> **Extract provided**:
New Injectable Bulking Agent for Stress Urinary Incontinence

May 08, 2023 at 05:42 pm by kbarrettalley


By Jane Ehrhardt

 

“We’ve had a lot of enthusiasm from women about this product over the last three years,” says Brent Parnell, MD, a urogynecologist with OB-GYN South. For the 15 million American women experiencing stress urinary incontinence (SUI), this newest injectable bulking agent could relieve them of embarrassing leakage every time they cough, laugh, run, sneeze, or jump, and without surgery.

Called Bulkamid, the water-based filler is injected via a cystoscope through the urethra under the skin of the bladder neck to bulk-up the space between the skin and the muscle. “That provides a little bit of an obstruction at the bladder neck to protect women from leaking,” Parnell says.

Injectables have been used for decades, but the success of the fillers has not been stellar. Initially, these injectable fillers were based on bovine collagen. However, allergies to the compound were common. Its effectiveness also tended to fade fairly quickly. Women were leaking again as soon as six to 12 months later. “It was rarely used because of these early failures, and went off the market,” Parnell says.

> **About this task**:
Rewrite the article on the new bulking agent from "New Injectable Bulking" up to and including "and without surgery.", swapping "urogynecologist" for "gynecologist".

> **Region pointing material**:
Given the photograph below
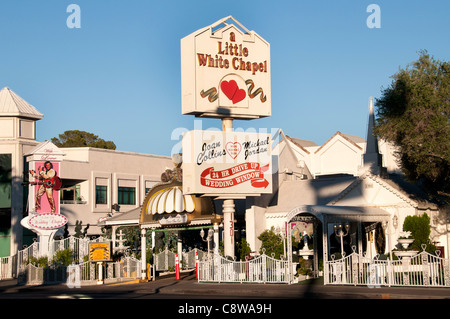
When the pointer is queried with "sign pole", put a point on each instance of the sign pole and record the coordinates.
(228, 208)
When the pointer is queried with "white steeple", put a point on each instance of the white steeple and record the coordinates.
(13, 105)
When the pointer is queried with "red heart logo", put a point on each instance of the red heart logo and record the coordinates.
(233, 149)
(232, 91)
(238, 96)
(229, 88)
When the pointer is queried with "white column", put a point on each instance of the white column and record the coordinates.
(216, 239)
(143, 254)
(228, 227)
(179, 248)
(228, 208)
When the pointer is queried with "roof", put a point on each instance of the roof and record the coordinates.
(350, 138)
(347, 212)
(308, 192)
(128, 218)
(13, 105)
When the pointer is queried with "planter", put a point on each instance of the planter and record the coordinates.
(305, 253)
(405, 242)
(405, 253)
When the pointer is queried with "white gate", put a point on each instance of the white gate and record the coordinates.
(261, 269)
(424, 270)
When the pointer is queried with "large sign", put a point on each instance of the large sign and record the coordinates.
(47, 221)
(225, 72)
(101, 251)
(227, 164)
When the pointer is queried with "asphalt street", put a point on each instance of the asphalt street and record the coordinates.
(187, 296)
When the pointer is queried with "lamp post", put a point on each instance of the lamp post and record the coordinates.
(282, 232)
(341, 232)
(208, 238)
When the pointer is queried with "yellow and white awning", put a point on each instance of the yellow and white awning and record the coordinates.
(170, 200)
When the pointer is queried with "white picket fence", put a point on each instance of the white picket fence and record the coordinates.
(261, 269)
(19, 266)
(128, 268)
(424, 270)
(165, 260)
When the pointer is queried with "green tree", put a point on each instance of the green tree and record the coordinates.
(271, 243)
(413, 113)
(420, 229)
(77, 138)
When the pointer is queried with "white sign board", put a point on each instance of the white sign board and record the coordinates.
(227, 164)
(225, 72)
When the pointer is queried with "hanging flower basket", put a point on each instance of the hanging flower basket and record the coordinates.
(405, 253)
(405, 242)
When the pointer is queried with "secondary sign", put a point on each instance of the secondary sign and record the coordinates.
(225, 72)
(217, 163)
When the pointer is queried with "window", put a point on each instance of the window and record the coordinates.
(101, 194)
(127, 196)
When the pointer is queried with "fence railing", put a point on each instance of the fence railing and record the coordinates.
(128, 268)
(424, 270)
(261, 269)
(165, 260)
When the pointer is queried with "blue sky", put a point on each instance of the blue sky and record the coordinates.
(119, 77)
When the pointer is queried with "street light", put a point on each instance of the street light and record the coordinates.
(341, 232)
(208, 238)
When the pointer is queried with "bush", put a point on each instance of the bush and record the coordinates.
(243, 249)
(63, 257)
(420, 229)
(271, 243)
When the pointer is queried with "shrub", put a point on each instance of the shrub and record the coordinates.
(420, 229)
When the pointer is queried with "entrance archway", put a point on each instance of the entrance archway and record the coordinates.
(304, 239)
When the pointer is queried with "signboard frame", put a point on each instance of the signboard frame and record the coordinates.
(227, 164)
(225, 72)
(98, 256)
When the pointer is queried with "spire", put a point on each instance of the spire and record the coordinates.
(13, 105)
(372, 157)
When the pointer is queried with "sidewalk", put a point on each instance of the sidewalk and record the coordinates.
(312, 289)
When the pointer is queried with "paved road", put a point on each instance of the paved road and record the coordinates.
(181, 295)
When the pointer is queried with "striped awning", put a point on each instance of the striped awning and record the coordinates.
(170, 200)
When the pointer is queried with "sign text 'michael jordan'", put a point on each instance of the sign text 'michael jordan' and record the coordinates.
(238, 62)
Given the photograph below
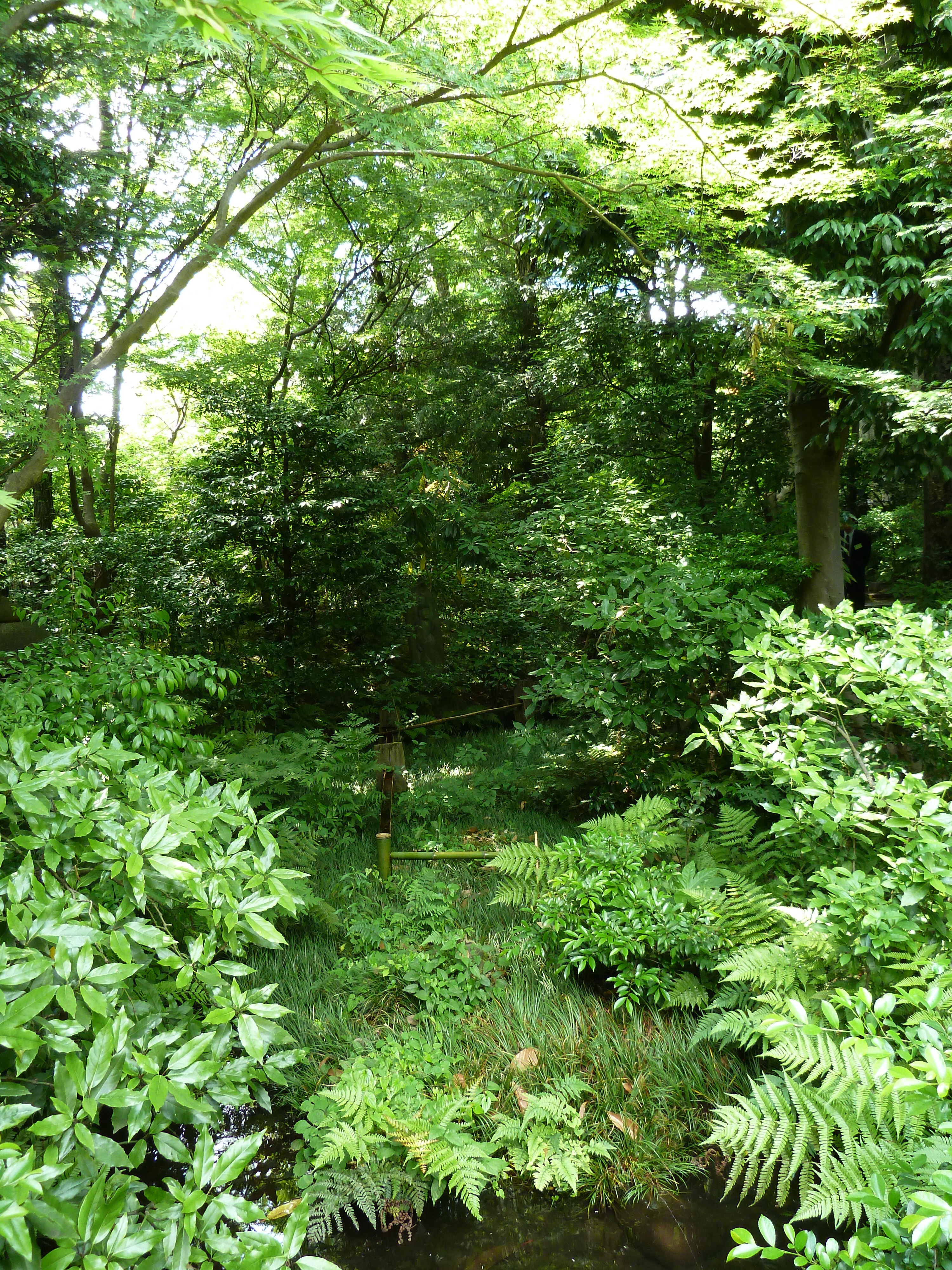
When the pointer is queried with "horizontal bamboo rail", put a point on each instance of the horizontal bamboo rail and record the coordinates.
(385, 855)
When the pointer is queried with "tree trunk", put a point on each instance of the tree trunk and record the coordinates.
(115, 424)
(704, 434)
(937, 530)
(427, 646)
(817, 463)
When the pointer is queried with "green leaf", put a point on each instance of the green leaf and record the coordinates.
(263, 932)
(177, 871)
(27, 1008)
(16, 1113)
(53, 1126)
(252, 1038)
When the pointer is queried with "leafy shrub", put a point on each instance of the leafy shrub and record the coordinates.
(406, 933)
(859, 1116)
(849, 717)
(128, 892)
(326, 782)
(393, 1135)
(658, 650)
(621, 899)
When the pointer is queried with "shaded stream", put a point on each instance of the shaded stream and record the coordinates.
(525, 1231)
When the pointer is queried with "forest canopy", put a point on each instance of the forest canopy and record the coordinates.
(569, 507)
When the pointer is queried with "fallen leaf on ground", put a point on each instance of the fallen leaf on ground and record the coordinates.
(282, 1211)
(624, 1123)
(525, 1060)
(522, 1098)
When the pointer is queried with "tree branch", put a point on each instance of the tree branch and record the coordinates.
(22, 16)
(18, 483)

> **Output of the exercise**:
New Injectable Bulking Agent for Stress Urinary Incontinence

May 08, 2023 at 05:42 pm by kbarrettalley


By Jane Ehrhardt

 

“We’ve had a lot of enthusiasm from women about this product over the last three years,” says Brent Parnell, MD, a gynecologist with OB-GYN South. For the 15 million American women experiencing stress urinary incontinence (SUI), this newest injectable bulking agent could relieve them of embarrassing leakage every time they cough, laugh, run, sneeze, or jump, and without surgery.